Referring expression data

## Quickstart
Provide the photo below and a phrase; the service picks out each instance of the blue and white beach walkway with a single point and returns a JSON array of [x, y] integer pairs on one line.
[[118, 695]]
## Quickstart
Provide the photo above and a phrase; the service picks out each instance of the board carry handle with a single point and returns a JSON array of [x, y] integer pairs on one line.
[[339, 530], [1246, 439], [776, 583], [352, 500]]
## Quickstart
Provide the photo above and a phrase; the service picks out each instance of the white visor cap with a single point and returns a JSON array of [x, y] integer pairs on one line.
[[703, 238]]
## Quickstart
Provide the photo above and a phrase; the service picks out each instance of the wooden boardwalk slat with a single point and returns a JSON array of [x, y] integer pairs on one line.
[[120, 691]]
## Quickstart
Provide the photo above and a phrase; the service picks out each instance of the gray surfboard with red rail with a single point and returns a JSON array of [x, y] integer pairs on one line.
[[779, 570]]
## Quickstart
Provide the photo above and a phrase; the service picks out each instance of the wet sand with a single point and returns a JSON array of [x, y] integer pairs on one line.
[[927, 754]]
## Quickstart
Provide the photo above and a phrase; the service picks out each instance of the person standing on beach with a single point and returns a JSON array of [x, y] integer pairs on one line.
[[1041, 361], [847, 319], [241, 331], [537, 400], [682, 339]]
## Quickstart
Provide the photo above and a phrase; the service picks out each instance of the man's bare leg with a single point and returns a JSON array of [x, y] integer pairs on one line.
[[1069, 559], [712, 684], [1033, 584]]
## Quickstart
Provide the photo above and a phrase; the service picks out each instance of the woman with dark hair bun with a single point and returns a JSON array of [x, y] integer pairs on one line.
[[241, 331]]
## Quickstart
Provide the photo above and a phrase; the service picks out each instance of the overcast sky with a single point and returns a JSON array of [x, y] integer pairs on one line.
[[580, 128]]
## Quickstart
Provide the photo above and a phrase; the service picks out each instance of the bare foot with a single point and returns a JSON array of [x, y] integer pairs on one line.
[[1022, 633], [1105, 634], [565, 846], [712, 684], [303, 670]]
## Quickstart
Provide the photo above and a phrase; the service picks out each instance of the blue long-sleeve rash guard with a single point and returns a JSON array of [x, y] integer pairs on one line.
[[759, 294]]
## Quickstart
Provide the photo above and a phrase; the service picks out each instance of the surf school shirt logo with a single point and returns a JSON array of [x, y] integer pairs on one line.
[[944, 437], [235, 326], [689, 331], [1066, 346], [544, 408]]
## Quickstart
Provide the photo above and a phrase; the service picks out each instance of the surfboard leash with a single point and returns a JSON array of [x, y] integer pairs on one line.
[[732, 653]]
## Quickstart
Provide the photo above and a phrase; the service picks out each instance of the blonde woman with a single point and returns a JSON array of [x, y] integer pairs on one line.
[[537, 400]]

→ HOW TO COMPLETE THIS TASK: Every line of the data above should be output exactly as written.

→ EXERCISE OUTPUT:
## Quickstart
Provide the photo below and a phrase; the service picks out each instance of the blue and white beach walkway with a single point and returns a JSON array of [x, y] integer pairs on one line.
[[118, 695]]
## Quickstart
Provide the photo above and a phrase; the service picks out each instance of the board carry handle with a single point and returns a JSON array of [x, y] integer pairs on one line.
[[339, 530], [1246, 439], [776, 583], [352, 500]]
## Quickstart
Provide the photo above and a phrase; the service picks out each instance of the white visor cap with a single point and returns a JSON array of [x, y] integer pairs on one line.
[[703, 238]]
## Quickstart
Provide the photo above and a phrase; the service picks out each instance of the wooden boardwalk slat with a single point and returns a JSON array of [x, y] integer pairs on one line.
[[120, 691]]
## Quickstart
Provide the photo above and a phrase; the service picks out each instance of the gray surfboard with red rail with a single point and returns a JSON array of [x, y] integer pairs on one line.
[[779, 570]]
## Quickstart
Provide the photo above and a phrase; the service picks out each instance of the wet sand with a single point and returns a JSON array of [x, y] integer pairs on one line.
[[927, 754]]
## Quickstart
Provide the photo above and a phrase; the service picks out each instance of the person standing on beach with a single point and returns a JSON array of [x, y] integer pairs on one line.
[[1041, 361], [847, 319], [241, 331], [537, 400], [682, 339]]
## Quickstart
Provide the photo above and a phrase; the service picks out each instance of the man's bare leg with a single point and returns a JSON array of [x, y] integer pairs on one line.
[[1069, 559], [712, 684], [1033, 584]]
## Quickstart
Provide the photo above and a phrase; the service picks out each instance of the woman with dark hair bun with a single point and returns a JSON array of [x, y] integer pairs on one line.
[[241, 331]]
## Quickstart
Provide the photo above and a phrase; the service picks out each instance of the overcast sky with a single point and returns a JSON array of [x, y] integer pairs on one line.
[[580, 128]]
## Quickstart
Provide the photo above and a phrase; the service picks out each instance of the bare foot with a single point and returns a JSON array of [x, y] integer pairs on one line.
[[1022, 633], [1105, 634], [565, 846], [712, 684], [303, 670]]
## Quickstart
Provide the photo above and a phrase; the service picks out each instance of the blue long-sleeve rash guard with a single point and returns a JSON array of [x, y] integer pairs on one line.
[[759, 294]]
## Quickstart
Provide the photo above and a phrase; the service picks out each instance of the surf school shirt logo with a single point and returns a JSON array of [x, y] integer pairs on one line.
[[944, 437], [235, 326], [689, 331], [1066, 346], [544, 408]]
## Quickstart
Provide the photo above and a phrase; the service picks out each instance of the surfboard leash with a single point and returns a JSON array of [x, y] integer pairs on one line.
[[732, 653]]
## Quickstart
Provide the photo above and a phrase; the service picks out each instance of the blonde woman with a single point and returns a JSON array of [x, y] integer pairs on one line.
[[537, 400]]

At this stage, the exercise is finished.